--- Lo que se pide ---
Convierte en una lista JSON de cadenas solo las líneas de los datos que empiezan en la que contiene "Query: water glass" y terminan tras la que contiene "(1083, 598)". Cada línea debe ser una cadena y se omiten las líneas en blanco.

Entradas tomadas de una colección:
* * * *

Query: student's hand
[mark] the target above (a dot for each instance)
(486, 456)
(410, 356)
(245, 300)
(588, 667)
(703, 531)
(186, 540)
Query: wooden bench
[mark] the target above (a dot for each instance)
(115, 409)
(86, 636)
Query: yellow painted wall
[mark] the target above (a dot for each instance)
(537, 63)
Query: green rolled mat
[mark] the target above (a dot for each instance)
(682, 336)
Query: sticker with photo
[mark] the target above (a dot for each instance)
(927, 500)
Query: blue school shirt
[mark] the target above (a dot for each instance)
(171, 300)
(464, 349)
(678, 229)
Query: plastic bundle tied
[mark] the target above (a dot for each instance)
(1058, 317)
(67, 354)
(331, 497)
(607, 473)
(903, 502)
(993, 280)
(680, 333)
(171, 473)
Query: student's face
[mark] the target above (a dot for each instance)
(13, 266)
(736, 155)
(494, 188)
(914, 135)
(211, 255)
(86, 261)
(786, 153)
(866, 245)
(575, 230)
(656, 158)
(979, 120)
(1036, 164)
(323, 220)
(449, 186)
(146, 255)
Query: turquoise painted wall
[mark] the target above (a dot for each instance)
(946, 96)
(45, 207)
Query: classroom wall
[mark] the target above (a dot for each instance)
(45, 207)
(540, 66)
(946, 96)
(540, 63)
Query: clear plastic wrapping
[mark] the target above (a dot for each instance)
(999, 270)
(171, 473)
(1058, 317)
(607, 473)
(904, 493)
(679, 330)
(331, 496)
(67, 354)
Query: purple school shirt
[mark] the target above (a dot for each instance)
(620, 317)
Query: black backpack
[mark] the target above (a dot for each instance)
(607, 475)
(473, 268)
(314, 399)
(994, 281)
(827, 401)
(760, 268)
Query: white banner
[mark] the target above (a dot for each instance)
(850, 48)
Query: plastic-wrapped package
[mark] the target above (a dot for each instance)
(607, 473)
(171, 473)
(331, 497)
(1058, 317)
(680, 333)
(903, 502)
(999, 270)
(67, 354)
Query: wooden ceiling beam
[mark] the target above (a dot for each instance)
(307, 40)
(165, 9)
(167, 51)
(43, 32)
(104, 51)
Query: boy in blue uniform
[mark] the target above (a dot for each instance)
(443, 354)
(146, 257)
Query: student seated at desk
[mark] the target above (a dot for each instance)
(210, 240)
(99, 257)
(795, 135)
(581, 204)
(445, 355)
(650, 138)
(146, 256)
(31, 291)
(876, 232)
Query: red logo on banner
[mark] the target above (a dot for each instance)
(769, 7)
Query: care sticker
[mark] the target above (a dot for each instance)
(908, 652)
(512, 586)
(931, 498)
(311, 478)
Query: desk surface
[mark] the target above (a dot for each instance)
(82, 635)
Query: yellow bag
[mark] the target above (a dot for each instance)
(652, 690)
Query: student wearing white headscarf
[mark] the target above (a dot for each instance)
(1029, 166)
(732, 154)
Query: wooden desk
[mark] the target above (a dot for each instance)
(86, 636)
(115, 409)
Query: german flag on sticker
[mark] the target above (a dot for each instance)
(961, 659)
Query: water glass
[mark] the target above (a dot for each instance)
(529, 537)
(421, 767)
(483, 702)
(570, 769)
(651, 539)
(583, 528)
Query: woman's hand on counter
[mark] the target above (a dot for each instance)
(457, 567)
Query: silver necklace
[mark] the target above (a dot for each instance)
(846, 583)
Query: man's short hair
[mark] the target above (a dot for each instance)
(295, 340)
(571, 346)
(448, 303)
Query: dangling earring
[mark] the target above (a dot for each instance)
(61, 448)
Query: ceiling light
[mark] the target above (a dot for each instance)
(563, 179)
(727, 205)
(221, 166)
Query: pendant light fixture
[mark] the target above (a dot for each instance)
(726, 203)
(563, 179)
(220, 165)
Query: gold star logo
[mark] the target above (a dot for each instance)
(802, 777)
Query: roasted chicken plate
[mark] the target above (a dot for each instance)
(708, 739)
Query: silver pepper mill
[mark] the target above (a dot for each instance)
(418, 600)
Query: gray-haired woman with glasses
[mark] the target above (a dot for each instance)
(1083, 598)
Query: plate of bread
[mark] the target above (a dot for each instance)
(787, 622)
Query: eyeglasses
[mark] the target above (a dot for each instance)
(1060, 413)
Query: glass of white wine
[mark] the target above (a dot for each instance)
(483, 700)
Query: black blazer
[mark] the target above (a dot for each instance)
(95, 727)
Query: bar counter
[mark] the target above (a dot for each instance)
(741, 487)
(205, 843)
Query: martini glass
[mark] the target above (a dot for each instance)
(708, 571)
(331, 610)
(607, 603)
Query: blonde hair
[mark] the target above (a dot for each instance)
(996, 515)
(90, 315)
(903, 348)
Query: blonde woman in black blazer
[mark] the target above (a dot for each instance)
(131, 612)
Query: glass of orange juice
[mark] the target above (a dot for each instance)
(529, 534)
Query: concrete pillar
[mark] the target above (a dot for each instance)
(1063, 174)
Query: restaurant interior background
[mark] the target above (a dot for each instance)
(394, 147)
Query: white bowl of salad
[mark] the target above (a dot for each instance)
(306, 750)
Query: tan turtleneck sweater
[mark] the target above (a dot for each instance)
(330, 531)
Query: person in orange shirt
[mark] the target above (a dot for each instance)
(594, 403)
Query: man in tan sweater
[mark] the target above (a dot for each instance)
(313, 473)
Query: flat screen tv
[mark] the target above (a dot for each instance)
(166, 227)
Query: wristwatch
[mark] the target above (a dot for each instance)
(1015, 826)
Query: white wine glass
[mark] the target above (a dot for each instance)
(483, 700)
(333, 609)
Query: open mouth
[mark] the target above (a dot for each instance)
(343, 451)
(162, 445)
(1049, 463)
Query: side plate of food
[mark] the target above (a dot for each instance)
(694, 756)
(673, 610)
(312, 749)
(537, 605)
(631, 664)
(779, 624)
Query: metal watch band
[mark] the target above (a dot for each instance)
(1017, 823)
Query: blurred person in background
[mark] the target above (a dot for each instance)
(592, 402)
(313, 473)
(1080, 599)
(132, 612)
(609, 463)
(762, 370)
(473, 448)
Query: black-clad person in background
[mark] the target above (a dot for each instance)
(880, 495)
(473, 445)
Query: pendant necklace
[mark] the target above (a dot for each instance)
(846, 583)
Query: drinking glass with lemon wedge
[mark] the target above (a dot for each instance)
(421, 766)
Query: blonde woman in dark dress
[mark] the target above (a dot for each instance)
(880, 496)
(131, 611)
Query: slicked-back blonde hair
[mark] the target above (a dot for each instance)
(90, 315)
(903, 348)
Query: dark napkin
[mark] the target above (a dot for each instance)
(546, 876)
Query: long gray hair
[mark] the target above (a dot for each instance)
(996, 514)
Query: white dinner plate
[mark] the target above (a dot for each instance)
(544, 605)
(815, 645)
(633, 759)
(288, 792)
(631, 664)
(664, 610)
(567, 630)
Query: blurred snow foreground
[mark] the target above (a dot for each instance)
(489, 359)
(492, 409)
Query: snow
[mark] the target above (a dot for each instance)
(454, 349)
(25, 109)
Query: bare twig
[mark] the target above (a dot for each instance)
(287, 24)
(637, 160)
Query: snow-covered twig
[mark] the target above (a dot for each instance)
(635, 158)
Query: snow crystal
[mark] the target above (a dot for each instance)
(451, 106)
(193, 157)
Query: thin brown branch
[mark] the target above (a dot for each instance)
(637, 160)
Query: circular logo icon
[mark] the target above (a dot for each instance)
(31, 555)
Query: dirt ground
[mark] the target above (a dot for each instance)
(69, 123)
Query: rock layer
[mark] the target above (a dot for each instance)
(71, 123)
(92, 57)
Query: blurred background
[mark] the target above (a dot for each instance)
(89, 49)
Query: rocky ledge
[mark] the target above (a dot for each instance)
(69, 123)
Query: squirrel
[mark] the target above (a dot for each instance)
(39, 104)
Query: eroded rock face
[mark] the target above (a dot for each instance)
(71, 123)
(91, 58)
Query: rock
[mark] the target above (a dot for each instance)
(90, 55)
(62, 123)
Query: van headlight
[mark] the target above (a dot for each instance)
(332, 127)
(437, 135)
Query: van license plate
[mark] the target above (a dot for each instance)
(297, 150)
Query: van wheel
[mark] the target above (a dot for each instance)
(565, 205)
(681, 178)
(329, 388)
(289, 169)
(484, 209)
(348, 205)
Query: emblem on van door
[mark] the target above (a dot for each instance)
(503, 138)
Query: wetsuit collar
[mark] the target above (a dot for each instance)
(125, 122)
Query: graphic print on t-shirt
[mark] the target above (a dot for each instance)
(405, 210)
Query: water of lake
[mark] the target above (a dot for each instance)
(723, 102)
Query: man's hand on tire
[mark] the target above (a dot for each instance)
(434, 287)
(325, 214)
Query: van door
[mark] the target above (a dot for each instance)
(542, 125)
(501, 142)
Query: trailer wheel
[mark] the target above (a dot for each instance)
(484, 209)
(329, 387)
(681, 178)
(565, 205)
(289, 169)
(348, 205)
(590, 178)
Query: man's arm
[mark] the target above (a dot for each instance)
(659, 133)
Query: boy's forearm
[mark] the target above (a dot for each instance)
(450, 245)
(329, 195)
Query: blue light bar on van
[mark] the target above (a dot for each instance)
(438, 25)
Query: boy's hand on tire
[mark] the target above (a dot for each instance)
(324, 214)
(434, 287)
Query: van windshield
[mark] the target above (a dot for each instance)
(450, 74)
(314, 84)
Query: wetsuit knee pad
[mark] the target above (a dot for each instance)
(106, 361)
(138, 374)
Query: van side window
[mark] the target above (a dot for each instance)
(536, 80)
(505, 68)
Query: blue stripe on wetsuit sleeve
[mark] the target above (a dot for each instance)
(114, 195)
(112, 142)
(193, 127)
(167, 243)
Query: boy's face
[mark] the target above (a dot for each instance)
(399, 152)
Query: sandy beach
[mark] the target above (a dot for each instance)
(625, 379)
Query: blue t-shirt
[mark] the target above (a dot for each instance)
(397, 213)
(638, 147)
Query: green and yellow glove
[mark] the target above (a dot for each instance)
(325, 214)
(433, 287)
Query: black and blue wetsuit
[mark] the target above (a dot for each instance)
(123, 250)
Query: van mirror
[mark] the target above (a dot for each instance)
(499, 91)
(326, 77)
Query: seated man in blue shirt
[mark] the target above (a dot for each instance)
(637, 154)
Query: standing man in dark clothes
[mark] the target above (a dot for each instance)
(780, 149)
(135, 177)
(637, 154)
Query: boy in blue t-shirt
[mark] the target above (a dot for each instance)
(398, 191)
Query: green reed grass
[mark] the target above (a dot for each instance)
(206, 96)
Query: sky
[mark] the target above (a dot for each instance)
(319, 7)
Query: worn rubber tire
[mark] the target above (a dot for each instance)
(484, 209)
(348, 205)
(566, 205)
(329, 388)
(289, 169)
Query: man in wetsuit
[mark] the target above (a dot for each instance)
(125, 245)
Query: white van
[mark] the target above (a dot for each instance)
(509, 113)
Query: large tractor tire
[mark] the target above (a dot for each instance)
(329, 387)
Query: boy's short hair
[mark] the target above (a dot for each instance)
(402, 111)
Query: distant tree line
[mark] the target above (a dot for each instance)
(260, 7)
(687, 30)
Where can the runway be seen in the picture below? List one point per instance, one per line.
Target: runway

* * * *

--- Salida completa ---
[
  "Query: water glass",
  "[mark] the target above (a dot for each instance)",
  "(529, 537)",
  "(421, 767)",
  "(483, 702)",
  "(570, 769)",
  "(651, 539)",
  "(583, 528)",
  "Query: woman's hand on counter",
  "[mark] the target above (a dot for each instance)",
  "(457, 567)",
  "Query: silver necklace",
  "[mark] the target above (a dot for each instance)",
  "(846, 583)",
  "Query: man's short hair",
  "[mark] the target above (a dot for each instance)",
  "(295, 340)",
  "(571, 346)",
  "(448, 303)",
  "Query: dangling earring",
  "[mark] the target above (a dot for each instance)",
  "(61, 448)",
  "Query: ceiling light",
  "[mark] the target above (a dot for each instance)",
  "(563, 179)",
  "(727, 205)",
  "(221, 166)",
  "Query: pendant light fixture",
  "[mark] the target above (a dot for each instance)",
  "(726, 203)",
  "(563, 179)",
  "(220, 165)",
  "Query: gold star logo",
  "[mark] the target above (a dot for each instance)",
  "(802, 777)",
  "Query: roasted chicken plate",
  "[mark] the target above (a dot for each instance)",
  "(708, 739)",
  "Query: silver pepper mill",
  "[mark] the target above (a dot for each instance)",
  "(418, 600)",
  "Query: gray-haired woman with glasses",
  "[mark] the target above (a dot for each instance)",
  "(1083, 598)"
]